Location labeling records:
########

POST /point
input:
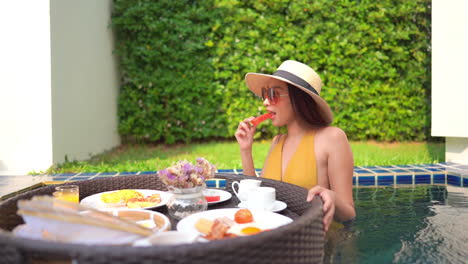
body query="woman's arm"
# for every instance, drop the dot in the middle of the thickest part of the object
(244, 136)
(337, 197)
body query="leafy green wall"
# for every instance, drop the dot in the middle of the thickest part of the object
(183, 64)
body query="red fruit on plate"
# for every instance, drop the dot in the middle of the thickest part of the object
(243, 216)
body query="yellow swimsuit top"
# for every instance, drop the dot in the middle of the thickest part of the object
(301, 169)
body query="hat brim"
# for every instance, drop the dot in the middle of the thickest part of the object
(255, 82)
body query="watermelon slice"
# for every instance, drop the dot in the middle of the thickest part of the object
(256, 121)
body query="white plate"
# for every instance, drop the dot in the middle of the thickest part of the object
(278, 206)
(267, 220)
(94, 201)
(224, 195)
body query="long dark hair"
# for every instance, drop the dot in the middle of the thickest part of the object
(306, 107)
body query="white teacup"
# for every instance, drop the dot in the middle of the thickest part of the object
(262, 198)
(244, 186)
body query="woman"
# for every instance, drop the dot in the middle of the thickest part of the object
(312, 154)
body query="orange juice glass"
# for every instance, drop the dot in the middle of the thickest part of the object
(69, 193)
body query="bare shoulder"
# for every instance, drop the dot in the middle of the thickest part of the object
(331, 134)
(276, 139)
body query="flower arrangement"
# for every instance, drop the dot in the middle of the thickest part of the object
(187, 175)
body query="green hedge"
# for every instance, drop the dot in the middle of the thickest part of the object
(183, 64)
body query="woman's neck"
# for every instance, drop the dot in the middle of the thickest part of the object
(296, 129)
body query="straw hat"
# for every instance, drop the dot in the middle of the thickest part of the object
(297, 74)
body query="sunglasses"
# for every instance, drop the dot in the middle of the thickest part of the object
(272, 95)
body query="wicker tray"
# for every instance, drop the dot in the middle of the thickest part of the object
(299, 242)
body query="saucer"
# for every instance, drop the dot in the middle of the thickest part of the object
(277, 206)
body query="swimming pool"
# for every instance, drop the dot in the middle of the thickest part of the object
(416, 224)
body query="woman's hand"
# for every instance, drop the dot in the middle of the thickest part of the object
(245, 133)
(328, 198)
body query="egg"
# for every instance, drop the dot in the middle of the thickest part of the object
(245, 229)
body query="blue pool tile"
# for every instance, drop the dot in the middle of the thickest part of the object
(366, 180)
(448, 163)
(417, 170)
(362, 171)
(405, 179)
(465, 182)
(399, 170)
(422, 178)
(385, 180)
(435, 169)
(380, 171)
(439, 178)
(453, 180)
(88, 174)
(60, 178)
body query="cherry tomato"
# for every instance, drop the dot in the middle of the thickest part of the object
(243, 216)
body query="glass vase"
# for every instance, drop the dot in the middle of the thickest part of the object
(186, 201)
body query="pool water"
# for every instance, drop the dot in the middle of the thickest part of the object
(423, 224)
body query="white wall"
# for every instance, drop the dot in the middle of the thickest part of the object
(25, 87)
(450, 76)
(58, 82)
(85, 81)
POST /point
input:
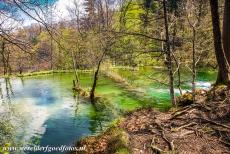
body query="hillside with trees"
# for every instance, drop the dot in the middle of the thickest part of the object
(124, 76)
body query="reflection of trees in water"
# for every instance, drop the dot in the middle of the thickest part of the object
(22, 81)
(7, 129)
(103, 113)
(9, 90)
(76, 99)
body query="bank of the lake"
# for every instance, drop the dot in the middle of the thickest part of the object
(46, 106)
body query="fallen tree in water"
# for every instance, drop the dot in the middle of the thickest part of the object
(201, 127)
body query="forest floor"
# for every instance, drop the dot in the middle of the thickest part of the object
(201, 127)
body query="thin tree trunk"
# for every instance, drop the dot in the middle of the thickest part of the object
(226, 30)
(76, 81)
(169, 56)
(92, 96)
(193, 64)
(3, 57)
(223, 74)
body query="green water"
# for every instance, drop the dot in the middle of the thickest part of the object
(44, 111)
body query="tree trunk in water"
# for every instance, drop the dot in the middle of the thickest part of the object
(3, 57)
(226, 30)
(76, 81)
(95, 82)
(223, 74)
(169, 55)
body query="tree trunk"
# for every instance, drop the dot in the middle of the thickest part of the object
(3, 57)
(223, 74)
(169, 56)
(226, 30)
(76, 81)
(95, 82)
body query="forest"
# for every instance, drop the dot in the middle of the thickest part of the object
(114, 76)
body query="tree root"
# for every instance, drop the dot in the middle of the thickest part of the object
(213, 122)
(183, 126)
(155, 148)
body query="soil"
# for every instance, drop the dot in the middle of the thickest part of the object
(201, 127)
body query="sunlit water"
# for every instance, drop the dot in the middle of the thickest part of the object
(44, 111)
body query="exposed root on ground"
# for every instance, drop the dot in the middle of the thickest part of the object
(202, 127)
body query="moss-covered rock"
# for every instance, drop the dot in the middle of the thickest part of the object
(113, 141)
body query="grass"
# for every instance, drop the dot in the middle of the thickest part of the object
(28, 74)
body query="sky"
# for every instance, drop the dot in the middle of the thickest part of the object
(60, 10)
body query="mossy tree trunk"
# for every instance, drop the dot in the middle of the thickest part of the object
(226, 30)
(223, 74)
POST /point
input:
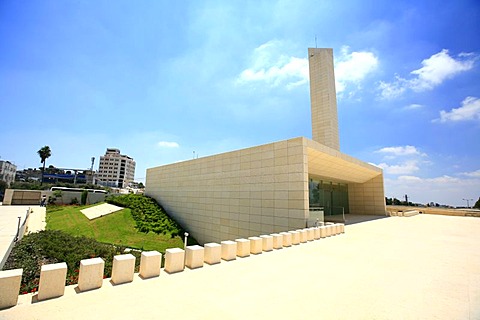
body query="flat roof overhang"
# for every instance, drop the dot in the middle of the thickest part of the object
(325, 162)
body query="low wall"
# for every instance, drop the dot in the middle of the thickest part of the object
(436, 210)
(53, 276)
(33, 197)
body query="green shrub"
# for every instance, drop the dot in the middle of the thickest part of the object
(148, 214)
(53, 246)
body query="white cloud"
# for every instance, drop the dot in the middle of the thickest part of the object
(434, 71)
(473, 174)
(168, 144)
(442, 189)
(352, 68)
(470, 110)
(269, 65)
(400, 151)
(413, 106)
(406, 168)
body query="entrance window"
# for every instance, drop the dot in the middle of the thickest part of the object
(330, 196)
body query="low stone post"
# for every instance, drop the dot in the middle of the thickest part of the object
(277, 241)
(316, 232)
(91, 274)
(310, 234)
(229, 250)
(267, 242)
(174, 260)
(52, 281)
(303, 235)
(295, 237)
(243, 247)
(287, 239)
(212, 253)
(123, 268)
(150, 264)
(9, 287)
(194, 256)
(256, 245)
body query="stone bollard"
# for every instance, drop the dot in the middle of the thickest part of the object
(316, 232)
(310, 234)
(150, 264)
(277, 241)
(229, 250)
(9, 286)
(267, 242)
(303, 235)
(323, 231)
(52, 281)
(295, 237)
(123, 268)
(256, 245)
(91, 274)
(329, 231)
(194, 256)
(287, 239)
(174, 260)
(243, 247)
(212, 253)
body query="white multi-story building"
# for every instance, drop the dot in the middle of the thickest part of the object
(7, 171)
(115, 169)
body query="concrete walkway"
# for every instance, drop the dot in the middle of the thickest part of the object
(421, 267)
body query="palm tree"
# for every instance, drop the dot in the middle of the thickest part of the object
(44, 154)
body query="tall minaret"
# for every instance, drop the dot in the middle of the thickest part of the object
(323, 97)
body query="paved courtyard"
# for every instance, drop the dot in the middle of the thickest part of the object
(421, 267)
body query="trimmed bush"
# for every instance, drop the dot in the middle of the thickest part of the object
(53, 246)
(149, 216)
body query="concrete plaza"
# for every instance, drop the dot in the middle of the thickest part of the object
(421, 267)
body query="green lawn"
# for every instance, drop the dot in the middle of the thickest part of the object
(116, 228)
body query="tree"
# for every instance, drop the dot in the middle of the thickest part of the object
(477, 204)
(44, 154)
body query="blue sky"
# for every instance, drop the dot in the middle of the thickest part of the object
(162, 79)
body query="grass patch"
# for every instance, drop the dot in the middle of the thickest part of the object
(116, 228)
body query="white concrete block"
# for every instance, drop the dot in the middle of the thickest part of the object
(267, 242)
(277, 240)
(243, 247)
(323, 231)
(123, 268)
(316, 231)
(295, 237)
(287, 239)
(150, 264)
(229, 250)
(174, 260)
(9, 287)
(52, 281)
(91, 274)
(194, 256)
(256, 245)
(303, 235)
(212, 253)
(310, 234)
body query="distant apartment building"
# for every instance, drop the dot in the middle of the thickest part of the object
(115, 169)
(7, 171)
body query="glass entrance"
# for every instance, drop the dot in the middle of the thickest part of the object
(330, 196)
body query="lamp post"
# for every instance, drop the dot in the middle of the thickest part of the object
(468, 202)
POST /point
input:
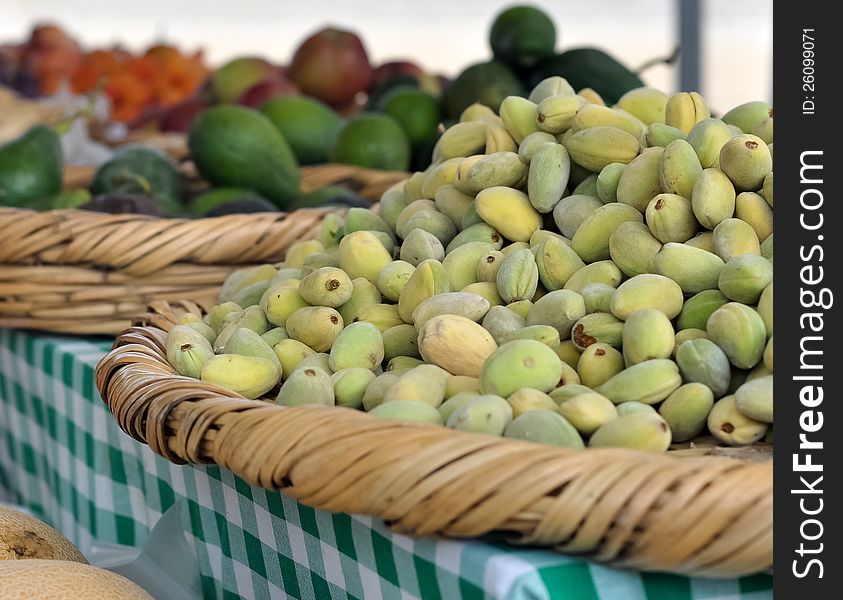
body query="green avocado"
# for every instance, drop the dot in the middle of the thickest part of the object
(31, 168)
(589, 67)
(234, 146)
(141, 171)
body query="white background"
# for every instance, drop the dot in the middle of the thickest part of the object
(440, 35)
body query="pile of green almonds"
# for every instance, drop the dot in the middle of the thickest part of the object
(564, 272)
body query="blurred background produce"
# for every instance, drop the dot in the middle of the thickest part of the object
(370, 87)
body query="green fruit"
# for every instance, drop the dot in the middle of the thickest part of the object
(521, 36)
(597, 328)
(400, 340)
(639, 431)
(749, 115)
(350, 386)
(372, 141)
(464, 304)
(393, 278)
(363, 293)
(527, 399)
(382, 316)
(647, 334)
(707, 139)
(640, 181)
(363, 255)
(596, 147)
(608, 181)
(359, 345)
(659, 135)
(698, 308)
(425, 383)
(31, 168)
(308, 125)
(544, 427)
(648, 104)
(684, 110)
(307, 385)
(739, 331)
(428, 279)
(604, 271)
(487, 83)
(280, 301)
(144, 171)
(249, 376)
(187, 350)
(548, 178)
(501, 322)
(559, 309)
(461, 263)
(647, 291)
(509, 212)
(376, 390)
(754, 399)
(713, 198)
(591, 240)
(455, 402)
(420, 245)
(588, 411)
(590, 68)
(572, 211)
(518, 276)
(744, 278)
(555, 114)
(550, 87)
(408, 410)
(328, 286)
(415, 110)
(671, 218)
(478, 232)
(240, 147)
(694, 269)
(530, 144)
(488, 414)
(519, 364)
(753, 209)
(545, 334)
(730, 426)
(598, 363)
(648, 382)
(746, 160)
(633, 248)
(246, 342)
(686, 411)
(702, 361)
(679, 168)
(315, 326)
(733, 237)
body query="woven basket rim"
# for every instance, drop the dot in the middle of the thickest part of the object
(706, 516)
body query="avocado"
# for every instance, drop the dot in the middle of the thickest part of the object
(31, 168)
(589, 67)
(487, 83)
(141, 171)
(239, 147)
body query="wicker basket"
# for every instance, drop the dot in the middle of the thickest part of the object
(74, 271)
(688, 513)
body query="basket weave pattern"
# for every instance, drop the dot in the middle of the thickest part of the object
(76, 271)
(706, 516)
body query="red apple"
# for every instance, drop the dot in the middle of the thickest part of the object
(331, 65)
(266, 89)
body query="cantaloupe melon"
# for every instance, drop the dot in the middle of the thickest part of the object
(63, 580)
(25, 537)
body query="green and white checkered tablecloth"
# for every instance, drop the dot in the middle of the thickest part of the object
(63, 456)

########

■ Given request ■
Return, word for word, every line from the line with "and white checkered" to the final line of the data.

■ The response ■
body query="green and white checkered tablecloth"
# for every instance, drop the dot in the middle of the thickest part of the object
(63, 456)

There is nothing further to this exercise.